QUIC introduces the concept of transport parameters (section 4 of ). This document notes that a new connection can utilise a set of key transport parameters from a previous connection to reduce the completion time for a transfer of size much larger than the IW over paths where the available capacity is also significantly larger than the IW. This benefit is particularly evident for a path where the RTT is much larger than a typical Internet RTT. For example, a satellite access network, a 5.3 MB transfer takes up to 9 seconds using standard congestion control, whereas using the specified method this could reduce to 4 seconds ; and the time to complete a 1 MB transfer could be reduced by 62 % . Benefits is also expected for other sizes of transfer and for different path characteristics that also result in a higher BDP.

A transport protocol is not able to assume that the path characteristics it experiences remain the same. Variation can arise from a combination of various factors: Competing network traffic sharing a common bottleneck can result in short or long term variation; Changes in forward path can change the set of links/routers over which the flow is forwarded (from routing/mobility/circuit restoration/interface change), result in a change in the bandwidth and the other traffic that shares all/part of the path; Link conditions can result in a change of the total bandwidth (e.g., as a result of changes in propagation conditions or sharing of a medium); Application/endpoint Behavior can change the capacity available to a flow. The characteristics of an Internet path therefore need to be measured by the transport protocol, and may not reflect the actual path used by a new connection. Older measurements, or cases where measurements are known to vary significantly are more likely to be invalid. In some cases (e.g., after a change in the interface used by the local endpoint), a client may be aware of such a change, and might be able to infer that a previously available path has again become available. However, to utilise the previous information, the client would need assurance that the path was to the same endpoint, and that the characteristics have not significantly changed from those previously measured. When the path is expected to be the same, there is then an opportunity to save time (eliminate RTTs consumed by slow start) by utilising saved CC information for the path.

────────────────────

• What needs to be done: Name every factor that the excerpt gives as a cause of variation in the path characteristics a transport protocol experiences. The listing has no connection to the excerpt.

• Collected material:
────────────────────

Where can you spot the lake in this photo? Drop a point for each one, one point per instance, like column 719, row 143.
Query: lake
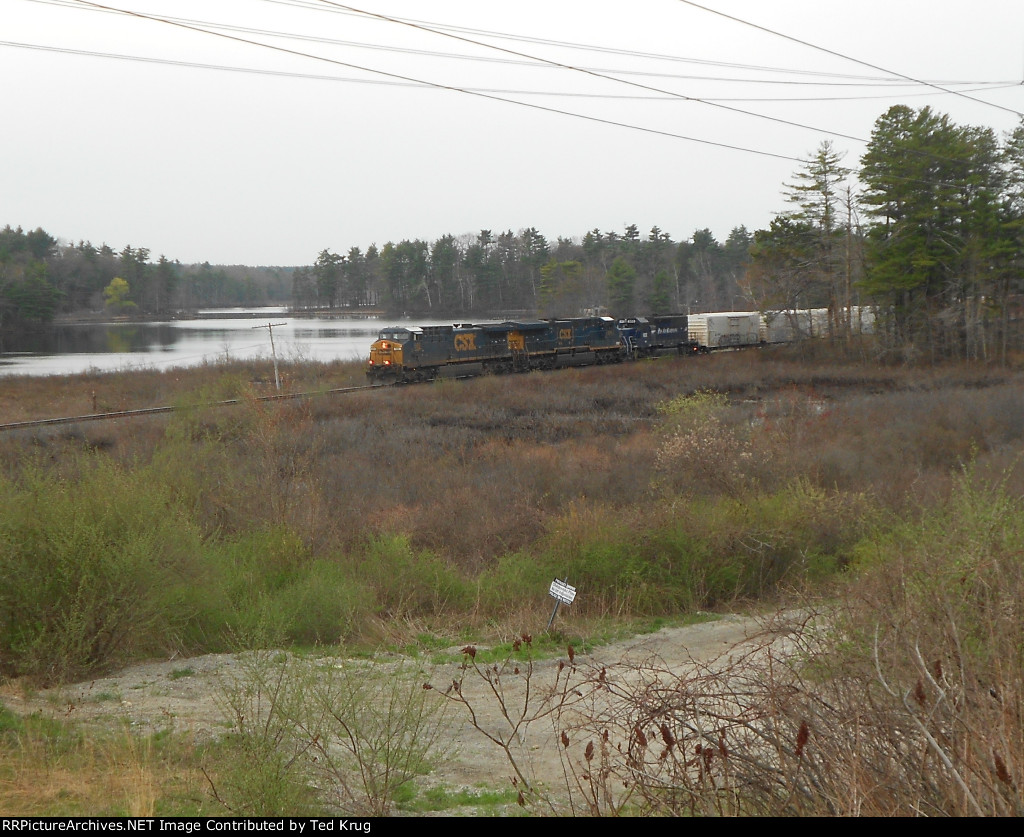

────────────────────

• Finished task:
- Competing network traffic sharing a common bottleneck
- Changes in forward path
- Link conditions
- Application/endpoint behavior